## Written problem
Give the lines from the start of the records up to and including the line containing "MULTIPOLYGON (((124 68, 128" as a JSON list of strings, one string per line, with blank lines left out. Leave the pictures out of the answer.

## Excerpt from a dataset

_ _ _ _

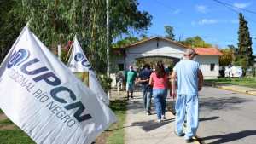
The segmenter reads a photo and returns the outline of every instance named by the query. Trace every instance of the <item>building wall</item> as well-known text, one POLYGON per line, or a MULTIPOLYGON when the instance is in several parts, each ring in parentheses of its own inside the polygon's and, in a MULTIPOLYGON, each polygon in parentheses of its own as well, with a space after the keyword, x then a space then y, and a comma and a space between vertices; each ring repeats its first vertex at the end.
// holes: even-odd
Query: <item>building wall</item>
POLYGON ((183 57, 184 50, 184 48, 166 41, 157 42, 154 39, 127 49, 125 66, 127 68, 129 65, 135 64, 136 59, 148 56, 167 56, 180 59, 183 57))
MULTIPOLYGON (((124 68, 128 69, 129 65, 134 65, 136 59, 147 56, 167 56, 181 59, 185 49, 168 42, 151 40, 143 44, 126 49, 126 57, 118 56, 114 65, 124 63, 124 68)), ((219 75, 218 55, 197 55, 195 60, 201 65, 205 79, 217 78, 219 75), (211 64, 214 64, 214 70, 211 71, 211 64)))
POLYGON ((200 63, 204 79, 217 78, 219 75, 218 55, 197 55, 195 59, 200 63), (211 71, 211 64, 214 64, 214 70, 211 71))

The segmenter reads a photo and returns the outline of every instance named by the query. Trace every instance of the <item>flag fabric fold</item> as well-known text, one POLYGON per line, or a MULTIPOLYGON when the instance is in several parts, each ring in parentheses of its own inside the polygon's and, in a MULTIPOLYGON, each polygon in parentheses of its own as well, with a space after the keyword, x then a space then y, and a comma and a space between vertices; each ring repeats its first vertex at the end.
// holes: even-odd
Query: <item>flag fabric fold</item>
POLYGON ((0 108, 37 143, 90 144, 113 112, 25 27, 0 68, 0 108))
POLYGON ((74 37, 71 55, 67 66, 73 72, 89 72, 89 88, 96 93, 98 99, 109 105, 108 97, 99 83, 85 54, 84 53, 77 37, 74 37))

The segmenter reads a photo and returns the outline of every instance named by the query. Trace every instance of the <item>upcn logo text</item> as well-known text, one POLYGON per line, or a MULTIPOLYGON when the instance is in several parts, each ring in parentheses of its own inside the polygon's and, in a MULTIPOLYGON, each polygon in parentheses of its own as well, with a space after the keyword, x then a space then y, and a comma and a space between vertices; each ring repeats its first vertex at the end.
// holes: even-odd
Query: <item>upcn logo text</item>
MULTIPOLYGON (((24 49, 20 49, 15 51, 10 58, 7 67, 11 68, 15 66, 20 66, 20 71, 28 76, 33 76, 33 81, 36 83, 44 82, 49 85, 53 86, 50 89, 51 97, 57 102, 64 104, 64 108, 66 110, 75 109, 76 112, 73 117, 79 121, 85 121, 92 118, 90 114, 84 114, 85 107, 80 101, 77 101, 76 95, 72 91, 72 89, 67 87, 61 86, 61 79, 52 72, 50 72, 46 66, 38 66, 40 65, 40 60, 38 58, 34 58, 27 60, 29 57, 29 51, 24 49), (37 68, 33 68, 37 67, 37 68), (61 96, 66 96, 63 98, 61 96), (67 99, 72 100, 72 102, 67 102, 67 99)), ((42 63, 41 63, 42 64, 42 63)))
POLYGON ((87 67, 89 70, 92 70, 91 66, 90 65, 89 61, 85 59, 82 53, 77 53, 74 56, 74 60, 77 62, 81 62, 81 64, 87 67))

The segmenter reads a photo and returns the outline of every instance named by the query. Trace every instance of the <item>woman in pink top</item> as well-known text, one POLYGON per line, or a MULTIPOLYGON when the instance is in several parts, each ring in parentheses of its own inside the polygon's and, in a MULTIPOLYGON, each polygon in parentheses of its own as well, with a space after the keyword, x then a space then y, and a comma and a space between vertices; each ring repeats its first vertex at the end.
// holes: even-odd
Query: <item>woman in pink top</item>
POLYGON ((161 122, 166 118, 166 99, 168 88, 168 76, 162 62, 157 62, 154 72, 150 75, 149 84, 153 86, 153 97, 158 122, 161 122))

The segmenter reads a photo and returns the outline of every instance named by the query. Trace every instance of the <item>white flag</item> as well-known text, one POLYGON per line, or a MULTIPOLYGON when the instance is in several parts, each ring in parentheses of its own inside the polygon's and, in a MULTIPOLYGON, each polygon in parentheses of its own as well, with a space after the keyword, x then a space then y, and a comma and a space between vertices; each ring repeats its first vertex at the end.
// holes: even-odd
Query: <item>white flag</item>
POLYGON ((68 67, 73 72, 89 72, 89 88, 96 93, 96 95, 107 105, 109 104, 109 100, 100 84, 96 73, 91 68, 91 66, 84 55, 77 37, 74 37, 72 49, 72 53, 68 60, 68 67))
POLYGON ((0 108, 40 144, 90 144, 113 112, 26 26, 0 68, 0 108))

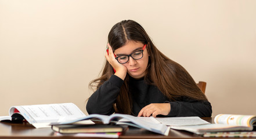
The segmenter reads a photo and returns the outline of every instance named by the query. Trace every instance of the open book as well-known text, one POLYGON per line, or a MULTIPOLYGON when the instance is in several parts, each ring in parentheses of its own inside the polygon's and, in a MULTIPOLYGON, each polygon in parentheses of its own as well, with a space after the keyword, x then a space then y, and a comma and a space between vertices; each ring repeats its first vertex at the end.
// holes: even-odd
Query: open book
POLYGON ((88 116, 77 118, 75 120, 67 120, 63 119, 63 122, 52 123, 51 125, 64 125, 75 123, 78 121, 97 119, 101 121, 103 124, 109 124, 111 123, 124 124, 142 128, 147 130, 157 133, 158 134, 168 136, 170 131, 170 127, 160 123, 157 123, 153 117, 137 117, 130 115, 115 114, 110 116, 99 114, 91 114, 88 116), (121 119, 125 119, 126 121, 129 122, 118 121, 121 119))
POLYGON ((26 120, 36 128, 51 127, 50 123, 62 118, 73 119, 85 115, 73 103, 14 106, 10 108, 9 115, 0 116, 0 120, 26 120))
POLYGON ((207 132, 252 131, 256 124, 256 115, 219 114, 215 123, 192 126, 174 126, 171 129, 183 130, 198 134, 207 132))

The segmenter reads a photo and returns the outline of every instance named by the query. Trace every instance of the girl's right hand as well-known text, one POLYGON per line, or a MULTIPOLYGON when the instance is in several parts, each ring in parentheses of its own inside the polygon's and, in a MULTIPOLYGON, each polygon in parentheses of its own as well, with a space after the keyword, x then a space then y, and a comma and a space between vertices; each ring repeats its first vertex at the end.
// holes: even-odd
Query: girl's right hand
POLYGON ((112 47, 110 46, 109 43, 107 43, 107 46, 109 47, 109 53, 107 53, 107 52, 106 52, 106 59, 116 70, 116 73, 114 74, 114 75, 118 76, 122 80, 124 80, 124 78, 125 78, 126 74, 127 73, 127 68, 122 64, 119 63, 116 59, 116 57, 113 52, 112 47))

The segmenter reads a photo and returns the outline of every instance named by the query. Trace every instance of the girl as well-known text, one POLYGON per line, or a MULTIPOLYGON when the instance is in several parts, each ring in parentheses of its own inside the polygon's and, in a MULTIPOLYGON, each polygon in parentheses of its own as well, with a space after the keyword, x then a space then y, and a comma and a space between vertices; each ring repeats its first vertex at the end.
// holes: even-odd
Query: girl
POLYGON ((186 70, 154 45, 138 23, 124 20, 108 36, 101 76, 90 83, 89 114, 210 117, 211 104, 186 70))

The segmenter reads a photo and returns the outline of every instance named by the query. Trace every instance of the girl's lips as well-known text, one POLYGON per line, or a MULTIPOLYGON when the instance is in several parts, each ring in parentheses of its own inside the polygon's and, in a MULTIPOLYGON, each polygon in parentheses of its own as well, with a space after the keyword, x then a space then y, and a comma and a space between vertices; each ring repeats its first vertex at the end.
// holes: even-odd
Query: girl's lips
POLYGON ((130 71, 130 72, 136 72, 139 69, 139 68, 134 68, 134 69, 132 69, 132 70, 129 70, 129 71, 130 71))

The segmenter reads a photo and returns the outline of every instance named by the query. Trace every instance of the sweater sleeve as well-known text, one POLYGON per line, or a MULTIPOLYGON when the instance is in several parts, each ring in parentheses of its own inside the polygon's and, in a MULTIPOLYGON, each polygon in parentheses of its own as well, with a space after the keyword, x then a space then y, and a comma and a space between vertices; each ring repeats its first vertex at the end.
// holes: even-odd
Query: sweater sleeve
POLYGON ((211 117, 212 108, 208 101, 197 101, 183 98, 179 101, 169 102, 171 111, 168 116, 211 117))
POLYGON ((89 98, 86 107, 87 112, 89 114, 112 114, 114 112, 113 105, 123 82, 121 78, 113 75, 89 98))

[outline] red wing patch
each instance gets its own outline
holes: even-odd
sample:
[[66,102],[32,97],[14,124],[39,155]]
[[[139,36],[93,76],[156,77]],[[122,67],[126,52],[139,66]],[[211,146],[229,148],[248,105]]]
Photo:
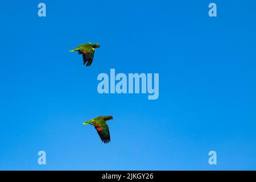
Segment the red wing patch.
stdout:
[[100,126],[98,126],[98,125],[94,125],[95,129],[97,130],[97,131],[101,131],[103,129],[102,128],[101,128]]
[[104,130],[102,128],[100,127],[97,124],[96,124],[94,126],[103,143],[106,143],[110,142],[110,135],[109,134],[109,130],[108,127],[106,130]]

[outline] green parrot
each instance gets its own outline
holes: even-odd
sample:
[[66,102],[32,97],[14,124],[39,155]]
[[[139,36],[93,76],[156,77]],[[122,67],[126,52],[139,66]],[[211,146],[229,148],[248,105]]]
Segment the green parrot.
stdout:
[[94,48],[99,48],[98,44],[93,44],[90,42],[77,46],[75,49],[69,51],[69,52],[78,51],[79,54],[82,55],[84,60],[84,65],[86,64],[86,67],[92,64],[94,56]]
[[111,115],[99,116],[89,121],[85,122],[82,125],[90,124],[90,125],[93,125],[102,142],[106,143],[110,142],[110,134],[109,126],[106,124],[106,121],[110,119],[113,119],[113,117]]

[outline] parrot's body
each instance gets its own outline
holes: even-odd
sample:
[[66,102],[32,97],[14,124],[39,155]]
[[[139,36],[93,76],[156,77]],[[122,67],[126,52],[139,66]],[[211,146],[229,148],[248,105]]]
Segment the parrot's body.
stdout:
[[113,119],[113,117],[111,115],[100,116],[88,122],[85,122],[82,124],[85,125],[88,124],[93,125],[102,142],[106,143],[110,142],[110,134],[109,133],[109,126],[106,123],[106,121],[109,119]]
[[75,49],[69,51],[69,52],[78,51],[79,54],[82,55],[84,60],[84,65],[86,64],[86,67],[92,64],[94,56],[94,48],[99,48],[98,44],[93,44],[91,43],[84,44],[77,46]]

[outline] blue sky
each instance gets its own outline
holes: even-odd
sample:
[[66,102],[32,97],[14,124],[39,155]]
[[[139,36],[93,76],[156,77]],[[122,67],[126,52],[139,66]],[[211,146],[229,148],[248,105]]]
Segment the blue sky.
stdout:
[[[255,6],[2,2],[0,169],[256,169]],[[86,42],[101,45],[89,68],[68,52]],[[100,94],[97,77],[110,68],[159,73],[159,98]],[[101,115],[114,117],[108,144],[82,125]]]

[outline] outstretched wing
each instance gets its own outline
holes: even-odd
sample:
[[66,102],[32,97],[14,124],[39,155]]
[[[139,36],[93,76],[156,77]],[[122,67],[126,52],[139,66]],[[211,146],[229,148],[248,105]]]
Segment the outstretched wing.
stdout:
[[110,134],[109,133],[109,127],[106,124],[106,127],[103,128],[101,127],[98,125],[96,124],[94,125],[94,127],[100,135],[101,140],[103,143],[106,143],[110,142]]
[[90,44],[92,44],[92,43],[90,42],[89,42],[88,43],[79,45],[79,46],[77,46],[77,48],[80,48],[80,47],[82,47],[84,46],[90,46]]
[[84,60],[84,65],[86,64],[86,67],[89,67],[93,60],[93,57],[94,56],[94,50],[88,52],[87,51],[79,52],[79,53],[82,53],[82,59]]

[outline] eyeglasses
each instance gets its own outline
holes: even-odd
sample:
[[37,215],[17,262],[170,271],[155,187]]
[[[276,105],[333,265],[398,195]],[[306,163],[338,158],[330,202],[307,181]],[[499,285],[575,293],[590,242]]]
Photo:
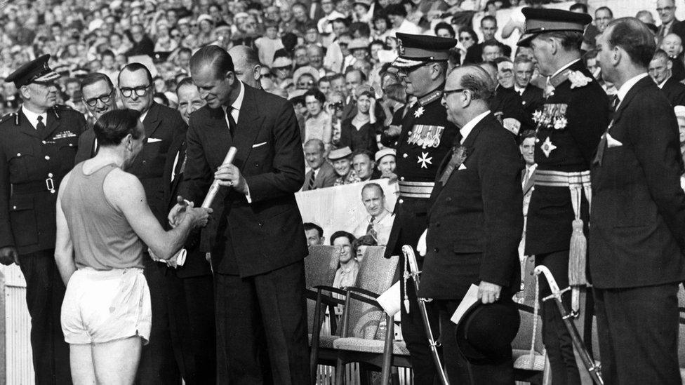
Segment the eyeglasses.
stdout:
[[84,102],[88,104],[89,107],[95,107],[98,105],[98,100],[100,100],[104,104],[107,104],[109,100],[112,100],[112,94],[114,93],[114,90],[109,91],[109,93],[101,95],[100,96],[92,97],[91,99],[84,99]]
[[328,109],[330,110],[342,111],[342,102],[336,102],[335,103],[330,103],[328,105]]
[[466,88],[457,88],[455,90],[444,90],[442,91],[442,97],[447,97],[448,96],[452,95],[453,93],[463,93],[464,91],[468,90]]
[[121,91],[121,95],[124,97],[131,97],[133,92],[135,93],[136,96],[145,96],[147,94],[147,91],[149,90],[150,86],[150,84],[148,84],[147,86],[141,86],[133,88],[119,88],[119,90]]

_ _ _ _

## Finished exercise
[
  "The segmenter reads a photo and returns the outline of every instance named by the query. Trace every instance of the <item>building wall</item> as well-known text, one POLYGON per line, or a MULTIPOLYGON when the instance is in several parts, each ring in parentheses of its own inside the polygon's and, in a MULTIPOLYGON, each polygon in parentheses of its own as well, with a space after the keyword, x then a space then y, and a comma and a space between vertices; each ring repeats its first vertex at the end.",
  "// holes: even-odd",
  "Query: <item>building wall</item>",
  "POLYGON ((183 57, 184 50, 184 48, 166 41, 157 42, 154 39, 127 49, 125 66, 127 68, 129 65, 135 64, 136 59, 148 56, 167 56, 180 59, 183 57))",
  "MULTIPOLYGON (((124 68, 128 69, 129 65, 134 65, 136 59, 147 56, 167 56, 181 59, 185 49, 168 42, 151 40, 143 44, 126 49, 126 57, 118 56, 114 65, 124 63, 124 68)), ((219 75, 218 55, 197 55, 195 60, 201 65, 205 79, 217 78, 219 75), (211 64, 214 64, 214 70, 211 71, 211 64)))"
]